_Given passage_
--

Here comes the need for a different architectural approach that retains the essence of transformer architecture but employs a relatively less number of parameters. It can save memory, save time and reduce training data requirements. Sachin Mehta and Luke Zettlemoyer of University of Washington, Marjan Ghazvininejad and Srinivasan Iyer of Facebook AI Research and Hannaneh Hajishirzi of Allen Institute of AI introduced a Deep and Light-weight Transformer named DeLighT that allocates parameters more efficiently among the transformer blocks or layers. This approach can be implemented in any transformer variant to make it parameter-efficient without decreasing the performance.

How does DeLighT work?

The Deep and Light-weight Transformer architecture introduces the DeLighT transformation strategy based on the Group Linear Transformation (GLT) principle. It follows an expand-reduce principle to scale the transformer block by width or depth while efficiently distributing the parameters. However, GLT is local in nature that is not suitable for attention-based blocks that capture global context. Here, DeLighT uses feature shuffling similar to channel shuffling in convolution neural networks to capture global context capturing and share information among groups.

--

_Material supplied_
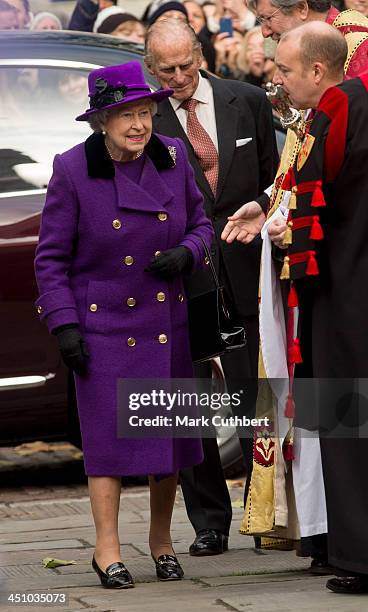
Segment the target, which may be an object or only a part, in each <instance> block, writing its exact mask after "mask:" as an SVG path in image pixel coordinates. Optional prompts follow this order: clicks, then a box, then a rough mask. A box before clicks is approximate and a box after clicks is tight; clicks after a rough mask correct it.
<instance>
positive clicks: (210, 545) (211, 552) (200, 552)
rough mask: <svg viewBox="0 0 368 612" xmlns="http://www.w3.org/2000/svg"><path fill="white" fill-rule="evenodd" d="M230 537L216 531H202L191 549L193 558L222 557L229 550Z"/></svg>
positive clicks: (201, 531) (189, 553)
mask: <svg viewBox="0 0 368 612" xmlns="http://www.w3.org/2000/svg"><path fill="white" fill-rule="evenodd" d="M228 540H229V537H228V536H226V535H224V534H223V533H221V531H216V529H202V531H200V532H199V533H198V534H197V536H196V539H195V540H194V542H193V544H191V545H190V547H189V554H190V555H191V556H192V557H204V556H206V555H222V553H223V552H225V551H226V550H228Z"/></svg>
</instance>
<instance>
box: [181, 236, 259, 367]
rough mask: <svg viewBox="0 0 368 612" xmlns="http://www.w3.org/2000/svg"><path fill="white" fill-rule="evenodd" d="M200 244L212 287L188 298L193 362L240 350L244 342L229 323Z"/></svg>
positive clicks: (226, 313)
mask: <svg viewBox="0 0 368 612" xmlns="http://www.w3.org/2000/svg"><path fill="white" fill-rule="evenodd" d="M202 243H203V247H204V250H205V253H206V257H207V261H208V265H209V267H210V270H211V273H212V277H213V280H214V285H215V288H214V289H212V290H211V291H206V292H205V293H202V294H199V295H196V296H194V297H191V298H189V299H188V320H189V337H190V349H191V353H192V360H193V362H194V363H200V362H202V361H207V360H208V359H211V358H212V357H218V356H219V355H223V354H224V353H225V352H228V351H234V350H235V349H239V348H242V347H244V346H245V345H246V343H247V340H246V335H245V329H244V327H242V326H241V325H239V324H237V323H236V322H235V321H234V320H232V317H231V315H230V310H229V308H228V307H227V305H226V300H225V293H224V288H223V287H220V283H219V279H218V276H217V274H216V270H215V266H214V263H213V261H212V257H211V254H210V252H209V250H208V247H207V245H206V243H205V242H204V240H202Z"/></svg>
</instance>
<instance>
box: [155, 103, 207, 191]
mask: <svg viewBox="0 0 368 612" xmlns="http://www.w3.org/2000/svg"><path fill="white" fill-rule="evenodd" d="M154 124H155V131H157V132H158V133H159V134H163V135H164V136H171V137H173V135H175V137H178V138H181V140H183V142H184V144H185V147H186V149H187V152H188V157H189V161H190V164H191V166H192V168H193V170H194V174H195V177H196V181H197V184H198V187H199V189H200V190H201V191H202V192H206V193H207V195H208V196H209V197H210V198H213V194H212V191H211V187H210V186H209V184H208V182H207V179H206V177H205V175H204V173H203V170H202V168H201V166H200V164H199V162H198V159H197V158H196V156H195V155H194V150H193V147H192V145H191V144H190V140H189V139H188V137H187V135H186V133H185V132H184V130H183V128H182V126H181V123H180V121H179V119H178V118H177V116H176V113H175V111H174V109H173V107H172V106H171V104H170V102H169V100H164V101H163V102H161V103H160V105H159V107H158V113H157V114H156V115H155V117H154Z"/></svg>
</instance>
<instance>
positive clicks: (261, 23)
mask: <svg viewBox="0 0 368 612" xmlns="http://www.w3.org/2000/svg"><path fill="white" fill-rule="evenodd" d="M281 9H282V6H280V8H278V9H276V11H274V12H273V13H272V15H269V16H268V17H256V22H257V23H259V25H268V26H271V21H272V18H273V17H274V16H275V15H276V14H277V13H278V12H279V11H281Z"/></svg>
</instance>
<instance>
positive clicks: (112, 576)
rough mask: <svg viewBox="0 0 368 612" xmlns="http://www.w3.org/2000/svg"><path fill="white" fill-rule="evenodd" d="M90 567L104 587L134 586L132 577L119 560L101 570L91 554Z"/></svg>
mask: <svg viewBox="0 0 368 612" xmlns="http://www.w3.org/2000/svg"><path fill="white" fill-rule="evenodd" d="M92 567H93V569H94V570H95V572H96V574H97V576H98V577H99V579H100V580H101V584H102V586H103V587H105V589H131V588H132V587H134V582H133V578H132V577H131V575H130V573H129V572H128V570H127V568H126V567H125V565H124V563H121V561H118V562H116V563H111V565H109V566H108V567H107V568H106V570H105V571H104V572H103V571H102V569H100V568H99V567H98V565H97V563H96V559H95V557H94V556H93V559H92Z"/></svg>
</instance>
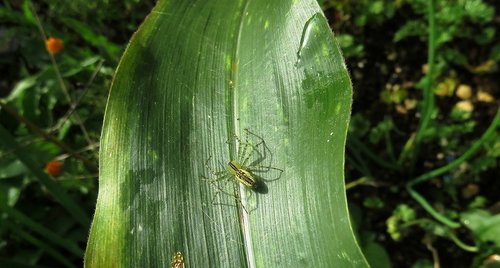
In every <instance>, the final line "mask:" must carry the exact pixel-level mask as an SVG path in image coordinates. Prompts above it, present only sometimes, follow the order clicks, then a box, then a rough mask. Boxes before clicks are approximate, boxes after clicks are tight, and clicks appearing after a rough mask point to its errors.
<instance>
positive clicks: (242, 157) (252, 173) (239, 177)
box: [203, 129, 283, 212]
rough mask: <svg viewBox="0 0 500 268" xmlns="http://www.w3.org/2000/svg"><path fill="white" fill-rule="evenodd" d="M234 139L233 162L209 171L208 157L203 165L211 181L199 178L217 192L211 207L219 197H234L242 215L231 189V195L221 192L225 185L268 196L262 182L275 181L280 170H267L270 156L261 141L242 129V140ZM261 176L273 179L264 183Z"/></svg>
mask: <svg viewBox="0 0 500 268" xmlns="http://www.w3.org/2000/svg"><path fill="white" fill-rule="evenodd" d="M234 138H235V140H236V142H237V157H236V159H234V160H229V161H228V162H227V164H226V165H225V166H224V165H223V164H222V163H220V162H219V164H220V165H221V166H223V167H224V168H223V169H221V170H217V171H216V170H214V169H213V168H211V167H210V165H209V161H210V160H211V157H209V158H208V159H207V162H206V164H205V165H206V167H207V169H208V170H209V171H210V172H211V173H212V175H213V178H207V177H203V179H205V180H207V181H209V182H210V183H211V184H212V185H214V187H215V188H216V189H217V190H218V191H217V193H216V194H215V196H214V198H213V199H212V203H214V202H213V201H214V200H215V198H216V197H217V196H218V195H219V193H224V194H227V195H229V196H232V197H234V198H235V199H236V200H237V201H238V202H239V203H240V204H241V205H242V207H243V209H245V211H246V208H245V206H243V204H242V203H241V198H240V195H239V194H238V193H237V191H236V190H235V188H234V187H233V193H231V192H228V191H227V190H225V188H226V187H227V184H228V183H230V182H232V185H233V186H235V185H237V186H239V184H241V185H243V186H244V187H245V188H246V189H249V190H252V191H253V192H256V193H260V194H265V193H267V192H268V188H267V184H266V182H271V181H275V180H277V179H279V178H280V177H281V174H282V173H283V170H282V169H280V168H276V167H272V166H271V163H272V160H273V159H272V153H271V151H270V149H269V147H267V145H266V143H265V141H264V139H263V138H262V137H260V136H258V135H256V134H254V133H253V132H251V131H249V130H248V129H245V138H244V140H242V139H240V138H239V137H238V136H236V135H235V136H234ZM262 175H266V176H267V175H270V176H272V177H273V179H264V178H263V177H262ZM247 212H248V211H247Z"/></svg>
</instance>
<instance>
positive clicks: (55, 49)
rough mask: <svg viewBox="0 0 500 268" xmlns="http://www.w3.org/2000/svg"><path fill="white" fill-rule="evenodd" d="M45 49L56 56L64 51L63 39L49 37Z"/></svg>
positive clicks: (45, 43)
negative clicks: (63, 48) (63, 47)
mask: <svg viewBox="0 0 500 268" xmlns="http://www.w3.org/2000/svg"><path fill="white" fill-rule="evenodd" d="M45 47H46V48H47V51H48V52H49V53H50V54H52V55H55V54H57V53H59V52H60V51H61V50H62V49H63V47H64V45H63V42H62V40H61V39H59V38H55V37H49V39H47V41H45Z"/></svg>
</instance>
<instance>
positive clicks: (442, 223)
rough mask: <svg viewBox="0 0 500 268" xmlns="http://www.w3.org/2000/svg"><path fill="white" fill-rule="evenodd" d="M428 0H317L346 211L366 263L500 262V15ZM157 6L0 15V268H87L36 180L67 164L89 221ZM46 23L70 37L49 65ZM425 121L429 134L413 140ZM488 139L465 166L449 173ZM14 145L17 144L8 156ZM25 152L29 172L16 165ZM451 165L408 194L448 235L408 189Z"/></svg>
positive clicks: (43, 2) (81, 254)
mask: <svg viewBox="0 0 500 268" xmlns="http://www.w3.org/2000/svg"><path fill="white" fill-rule="evenodd" d="M428 2H429V1H424V0H406V1H405V0H398V1H382V0H377V1H368V0H362V1H345V0H342V1H319V3H320V4H321V6H322V7H323V10H324V12H325V14H326V15H327V17H328V19H329V22H330V24H331V27H332V29H333V31H334V32H335V34H336V36H337V40H338V42H339V44H340V46H341V47H342V51H343V53H344V56H345V58H346V62H347V65H348V68H349V70H350V73H351V79H352V80H353V85H354V91H355V96H354V104H353V113H352V121H351V130H350V134H349V137H348V148H347V151H348V155H347V163H346V183H347V187H348V188H349V190H348V198H349V201H350V210H351V213H352V218H353V219H354V221H355V224H356V230H357V232H358V238H359V241H360V243H361V245H362V247H363V250H364V252H365V254H366V256H367V258H368V260H369V261H370V263H371V264H372V266H373V267H388V266H389V265H391V266H394V267H411V266H414V267H431V266H432V265H433V264H435V263H439V264H440V265H441V266H444V267H463V266H476V267H478V266H481V265H483V266H488V265H493V263H495V261H498V259H500V257H499V256H498V255H497V254H498V252H499V248H500V241H499V240H498V237H500V230H499V229H500V227H498V226H500V225H499V224H496V223H497V222H498V221H500V218H499V216H498V212H499V211H500V202H499V201H500V200H499V199H498V192H499V191H500V184H499V183H498V177H499V175H500V174H499V168H498V159H499V155H500V138H499V136H498V130H496V129H497V128H495V125H493V123H492V122H496V121H494V118H496V117H495V114H496V113H497V110H498V97H499V95H500V90H499V87H498V78H497V77H499V70H498V62H499V61H500V45H499V44H500V42H499V39H500V38H499V34H498V33H497V32H498V29H499V27H498V26H499V24H500V17H499V15H498V14H497V5H498V4H496V3H495V1H493V0H491V1H487V0H457V1H453V2H450V1H445V0H442V1H433V2H434V5H433V6H434V10H433V13H430V12H429V7H428ZM153 6H154V1H138V0H125V1H119V2H113V3H111V1H106V0H99V1H91V2H88V1H82V0H78V1H51V0H44V1H37V2H36V3H35V5H34V6H31V5H30V2H29V1H15V0H10V1H3V2H2V3H1V4H0V21H1V22H2V23H1V24H0V55H1V56H0V73H1V80H0V98H1V100H0V105H1V109H0V124H1V126H2V127H3V128H4V129H5V130H6V131H5V133H4V132H0V133H3V134H2V136H1V137H0V138H1V139H2V140H3V141H4V142H2V143H1V145H2V146H1V147H0V148H1V151H0V203H1V205H0V210H1V212H2V214H1V217H2V220H1V221H0V266H7V265H9V266H12V265H14V264H16V265H20V264H23V265H31V266H48V267H50V266H54V265H61V264H63V265H65V266H80V265H81V262H82V261H81V259H82V254H83V250H84V247H85V242H86V239H87V233H88V229H87V228H88V225H87V224H86V223H85V219H83V220H81V221H78V220H76V219H75V217H71V216H70V215H71V213H68V212H66V211H65V208H64V207H62V206H60V205H59V204H58V203H57V200H58V198H61V196H58V195H57V194H56V195H54V192H53V186H51V184H50V183H48V184H47V183H44V182H43V181H42V180H40V178H38V176H34V175H32V174H33V169H38V170H42V169H43V168H44V167H45V166H46V164H47V163H49V162H50V161H51V160H54V159H56V160H58V161H61V162H62V163H63V166H62V172H61V173H60V174H58V175H55V176H52V177H51V181H55V182H56V185H57V186H56V187H59V188H62V189H65V190H66V191H67V192H68V195H69V197H70V198H71V199H73V200H77V204H78V206H79V207H80V208H81V210H83V211H84V213H85V214H86V216H87V217H88V218H90V217H91V215H92V213H93V209H94V205H95V198H96V193H97V184H98V183H97V172H96V166H97V151H98V147H97V146H98V140H99V135H100V129H101V124H102V117H103V114H104V108H105V103H106V97H107V94H108V89H109V86H110V81H111V78H112V75H113V72H114V68H115V67H116V64H117V62H118V59H119V57H120V55H121V53H122V51H123V49H124V47H125V46H126V44H127V42H128V40H129V39H130V36H131V35H132V33H133V32H134V31H135V29H136V28H137V27H138V25H139V24H140V23H141V21H142V20H143V18H144V17H145V16H146V15H147V14H148V12H149V11H150V9H151V8H152V7H153ZM33 10H36V13H34V12H33ZM36 14H38V16H39V18H40V23H38V22H37V15H36ZM430 17H433V18H434V19H435V20H434V24H433V25H434V26H433V27H429V24H430V23H431V22H430V21H431V20H429V18H430ZM40 25H41V26H42V27H43V29H44V31H45V33H46V35H47V36H54V37H58V38H61V39H62V40H63V41H64V49H63V51H61V52H60V53H58V54H56V55H55V62H56V63H57V64H56V65H54V64H53V63H52V59H51V57H50V55H49V54H48V53H47V51H46V50H45V46H44V40H43V38H42V37H41V34H40V29H39V26H40ZM429 29H433V30H434V33H435V39H434V40H433V41H432V40H430V39H429ZM430 41H432V42H430ZM429 51H434V52H435V54H434V57H433V60H432V63H430V62H429V57H428V52H429ZM429 73H430V75H429ZM59 74H60V76H59ZM428 78H431V79H430V80H431V81H432V83H430V84H429V85H430V87H428V86H427V85H428V84H427V81H428V80H427V79H428ZM63 88H65V89H66V90H67V92H68V95H65V93H64V90H62V89H63ZM426 88H430V89H431V91H429V90H427V91H426ZM425 92H431V93H432V94H431V95H432V96H429V95H427V96H425ZM426 107H430V110H428V111H427V112H425V109H426ZM426 113H427V114H429V118H431V119H430V124H429V125H428V126H427V127H425V128H422V125H421V122H422V121H421V118H423V115H424V114H426ZM497 121H498V120H497ZM492 128H493V130H492V134H490V135H488V136H487V137H486V138H485V139H484V142H482V143H481V144H480V147H479V148H477V149H476V150H475V151H474V154H473V155H471V157H470V158H467V159H465V160H463V161H460V162H459V163H458V162H454V161H456V160H457V159H460V157H461V156H462V155H463V154H464V153H465V152H467V151H469V150H470V149H471V145H472V144H473V142H474V141H475V140H476V139H479V138H480V137H482V136H483V134H484V133H486V131H487V130H488V129H492ZM421 129H424V130H425V131H424V133H423V134H421V136H420V137H421V138H420V139H419V140H418V141H417V142H415V138H414V137H415V134H416V133H417V132H418V131H419V130H421ZM488 133H490V132H488ZM9 135H10V136H11V137H15V140H16V144H17V145H16V146H17V147H16V146H14V147H12V146H10V147H9V144H6V142H5V141H6V140H7V138H8V136H9ZM10 145H12V144H10ZM26 155H29V156H30V157H31V158H33V159H34V160H35V161H36V163H34V164H35V167H28V166H27V165H26V163H25V164H24V165H23V164H21V161H20V159H21V160H22V158H23V156H26ZM450 163H458V165H457V166H456V168H453V169H450V170H449V171H447V172H445V173H443V174H440V175H436V176H431V177H430V178H429V179H427V180H425V182H423V183H422V184H421V185H415V188H416V189H417V190H418V191H419V192H420V194H421V195H422V196H423V197H424V198H425V199H426V200H427V202H428V203H430V204H431V205H432V207H434V208H435V209H436V210H437V211H438V212H439V213H440V214H442V215H444V216H445V217H446V218H447V219H451V220H452V221H453V222H457V223H459V227H456V228H455V227H452V226H449V225H447V224H444V223H443V222H441V221H439V220H437V219H436V218H435V217H432V216H431V215H430V214H429V213H428V212H427V211H426V210H425V209H424V208H423V207H422V203H419V202H416V201H415V199H414V198H412V196H411V195H410V193H411V192H409V191H408V189H407V186H408V184H409V183H411V182H412V181H414V180H415V178H418V177H419V176H420V175H422V174H424V175H425V174H426V173H427V172H430V171H433V170H436V169H437V168H439V167H443V166H446V165H448V164H450ZM30 171H31V172H30ZM52 179H53V180H52ZM39 182H40V183H39ZM56 192H57V191H56ZM66 210H68V209H66ZM69 210H71V209H69ZM73 212H75V211H73ZM75 213H76V212H75ZM61 239H62V240H61ZM388 252H390V254H388Z"/></svg>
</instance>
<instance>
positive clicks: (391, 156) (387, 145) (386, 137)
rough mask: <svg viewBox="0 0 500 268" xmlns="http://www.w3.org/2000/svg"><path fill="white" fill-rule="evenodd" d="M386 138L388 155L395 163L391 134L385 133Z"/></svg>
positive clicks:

--

_Problem set_
• A. Check each statement against the DeLighT passage: (i) DeLighT can be used in any transformer variant; (ii) GLT suits attention-based blocks that capture global context; (iii) Hannaneh Hajishirzi is from Facebook AI Research. Answer yes or no for each and quote the words of the passage that decide it.
• B. Reproduce the part of the DeLighT passage starting with "The Deep and" and going on through "information among groups.".

_Completed exercise_
• A.
(i) Yes: "This approach can be implemented in any transformer variant"
(ii) No: "GLT is local in nature that is not suitable for attention-based blocks that capture global context"
(iii) No: "Hannaneh Hajishirzi of Allen Institute of AI"

• B.
The Deep and Light-weight Transformer architecture introduces the DeLighT transformation strategy based on the Group Linear Transformation (GLT) principle. It follows an expand-reduce principle to scale the transformer block by width or depth while efficiently distributing the parameters. However, GLT is local in nature that is not suitable for attention-based blocks that capture global context. Here, DeLighT uses feature shuffling similar to channel shuffling in convolution neural networks to capture global context capturing and share information among groups.